GOAL OF THE EXERCISE:
Pick up the passage on the limits of the Spanish emotion recognition test and continue it from its last sentence.

DOCUMENT SEGMENT:
══════════════════════════════

The test design presents a limitation regarding gender, since a male actor performed all scenes, and no scenes were performed by a woman. The current design increases homogeneity among stimuli, but limits the control of the male/female faces bias in emotion recognition (Hess et al., Reference Hess, Adams, Grammer and Kleck2009). Nevertheless, in the original test, a single actor performed all the scenes. Since the aim of this study was to replicate the test in Spanish, it was decided not to include any significant changes in test design. Another methodological issue is related to the group assessment and the lack of individual assessments. The fact that data were collected in groups implies that the better use of the present normative data should be in-group assessments. Since emotion processing is progressively introduced in educational plans in some countries like Spain (Real Decreto 126/2014; Ministerio de Educación, Ciencia y Deporte, 2014) and there is increase evidence of it benefit (Di Maggio et al., Reference Di Maggio, Zappulla, Pace and Izard2017), schools could be interested in measuring multimodal emotion recognition in their students. However, individual use is possible if data are interpreted with caution.

══════════════════════════════

DATASET CONTENT:
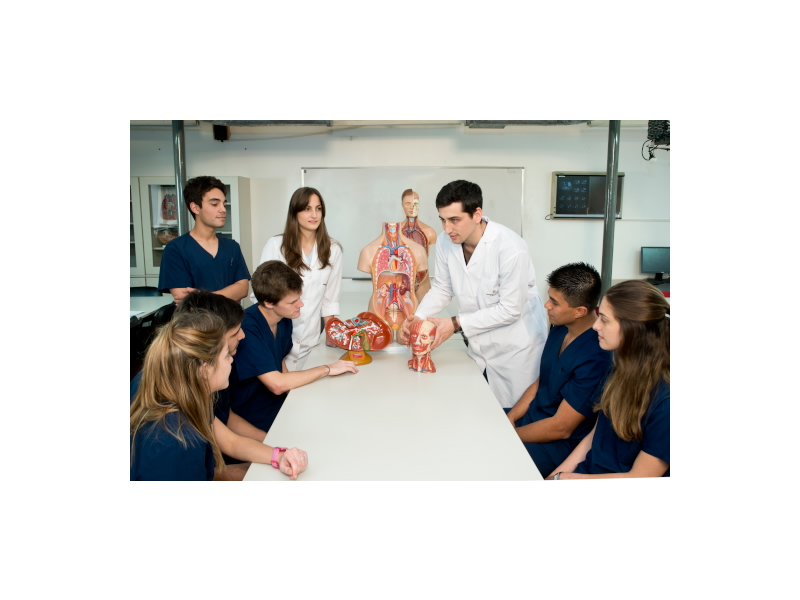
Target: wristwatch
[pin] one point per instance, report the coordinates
(275, 452)
(456, 326)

══════════════════════════════

EXERCISE RESPONSE:
Despite the abovementioned limitations, this study offers normative data for a population about whom barely any data had been obtained to compare an individual child’s or adolescent’s performance with the general reference population. The present data are of special importance because, while better performance is generally expected with age, it is not possible to know if that improvement accords with the expected per age/stage unless normative data are available. In addition, data from two different emotion recognition tasks were provided, allowing for longitudinal monitoring of social cognition to be carried out. This decreases the effect of learning on performance due to repetition. These longitudinal follow-ups are particularly important in the child and youth population to ensure proper and reliable comparison can be achieved over time, due to the developmental changes of these age periods.